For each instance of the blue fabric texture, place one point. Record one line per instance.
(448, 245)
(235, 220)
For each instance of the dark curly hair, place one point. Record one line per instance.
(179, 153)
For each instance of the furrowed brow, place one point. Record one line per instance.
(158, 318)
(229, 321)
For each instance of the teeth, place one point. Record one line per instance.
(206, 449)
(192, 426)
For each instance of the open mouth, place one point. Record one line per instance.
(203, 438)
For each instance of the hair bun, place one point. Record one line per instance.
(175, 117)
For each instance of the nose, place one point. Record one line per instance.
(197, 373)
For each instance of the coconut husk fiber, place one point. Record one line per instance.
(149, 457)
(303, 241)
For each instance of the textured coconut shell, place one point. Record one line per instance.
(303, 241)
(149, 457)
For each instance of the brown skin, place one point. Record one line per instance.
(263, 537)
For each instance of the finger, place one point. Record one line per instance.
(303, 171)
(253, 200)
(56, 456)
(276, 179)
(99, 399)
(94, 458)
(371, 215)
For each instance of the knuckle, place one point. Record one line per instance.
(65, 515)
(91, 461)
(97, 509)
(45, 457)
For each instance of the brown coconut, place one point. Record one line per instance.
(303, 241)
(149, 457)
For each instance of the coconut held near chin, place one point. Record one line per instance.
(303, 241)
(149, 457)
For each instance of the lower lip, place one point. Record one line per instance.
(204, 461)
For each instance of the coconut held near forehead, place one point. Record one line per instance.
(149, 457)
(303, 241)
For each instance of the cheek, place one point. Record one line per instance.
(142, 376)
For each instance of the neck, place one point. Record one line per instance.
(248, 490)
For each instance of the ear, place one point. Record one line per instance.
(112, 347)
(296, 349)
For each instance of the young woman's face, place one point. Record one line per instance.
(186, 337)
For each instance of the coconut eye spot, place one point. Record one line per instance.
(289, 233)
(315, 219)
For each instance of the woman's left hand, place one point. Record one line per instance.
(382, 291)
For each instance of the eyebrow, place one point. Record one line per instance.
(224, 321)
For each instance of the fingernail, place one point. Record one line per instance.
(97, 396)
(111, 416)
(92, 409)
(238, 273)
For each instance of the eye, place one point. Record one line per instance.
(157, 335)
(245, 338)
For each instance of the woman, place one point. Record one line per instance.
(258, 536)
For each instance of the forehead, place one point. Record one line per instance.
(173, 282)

================

[OBJECTIVE]: Output the lines from the one containing "For each instance of the forehead, place" through the end of the entries as a JSON list of strings, one string per line, skipping any blank lines.

[SOLUTION TO THIS TASK]:
[
  "For each instance of the forehead, place one point. Record one line per instance.",
  "(173, 282)"
]